- [WORK REQUIRED]
All records must be quoted exactly. Omit the pictures.

————

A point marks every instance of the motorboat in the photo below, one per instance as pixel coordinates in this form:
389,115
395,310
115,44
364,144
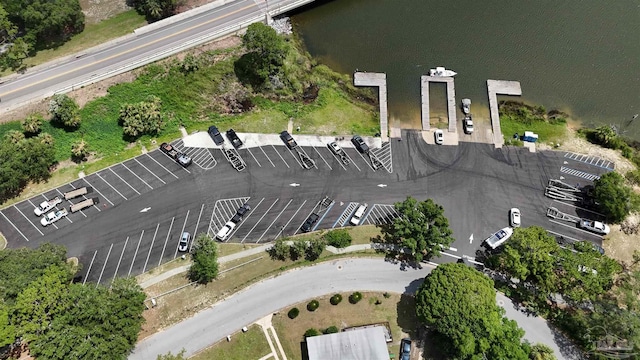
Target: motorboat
441,71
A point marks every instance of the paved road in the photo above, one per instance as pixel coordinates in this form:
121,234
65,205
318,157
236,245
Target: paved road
44,81
246,307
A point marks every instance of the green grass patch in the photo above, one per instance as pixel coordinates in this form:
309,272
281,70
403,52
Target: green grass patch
249,345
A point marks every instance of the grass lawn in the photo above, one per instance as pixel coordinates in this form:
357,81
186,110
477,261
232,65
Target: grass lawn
398,310
251,345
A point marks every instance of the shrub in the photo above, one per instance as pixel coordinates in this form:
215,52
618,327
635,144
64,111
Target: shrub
331,330
313,305
355,297
311,332
335,299
293,313
338,238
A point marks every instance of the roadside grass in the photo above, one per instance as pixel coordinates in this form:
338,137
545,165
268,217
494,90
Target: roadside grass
243,346
398,310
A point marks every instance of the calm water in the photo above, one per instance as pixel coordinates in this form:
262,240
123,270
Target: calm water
579,56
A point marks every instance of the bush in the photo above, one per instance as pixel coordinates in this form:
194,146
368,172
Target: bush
313,305
338,238
335,299
331,330
355,297
293,313
311,332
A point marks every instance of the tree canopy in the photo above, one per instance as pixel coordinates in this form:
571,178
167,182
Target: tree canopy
459,303
421,228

————

- [THE RESULT]
A point marks every instance of the motorboat in the photo below, one per instance as pixel coordinates in this form:
389,115
395,310
115,44
364,144
Target: motorboat
441,71
A point marks every instance of the paved road in the photo above, one per instance as pixel coordinates in this form:
121,234
65,205
318,157
236,245
Target: paved road
44,81
246,307
A point marks every instance of the green grass patch in the photo above, one per instance as pixel coordinates in this form:
309,272
281,70
403,52
Target: green grass patch
249,345
A point marks every instance of the grass lawn in the photo above, one per instance as pixel coordinates in this form:
357,81
186,110
477,261
232,65
Target: grass lawn
398,310
251,345
A point marks every instance of the shrub in the photo above, one per instance as pixel coordinates in this form:
215,52
618,327
635,144
64,111
Target: shrub
331,330
313,305
355,297
311,332
335,299
293,313
338,238
A point marks every instance of the roadside grass in the photo above, one per instance as pixel coordinates in this form:
338,137
545,165
268,217
494,90
Target: roadside grass
243,346
398,310
A point marks every instance of the calm water in the photo above, one per instance as pixel coordinates in this form:
262,240
123,270
Target: calm water
579,56
A point marks every instance of the bush in the photo above, one per instance as pixel coordinates in this form:
194,146
368,172
Target: bush
313,305
338,238
335,299
331,330
355,297
293,313
311,332
A point marks every instance of the tree canopy in the photo above, one per instance as pixel coordinates in this form:
571,178
167,182
Target: tree canopy
459,303
421,228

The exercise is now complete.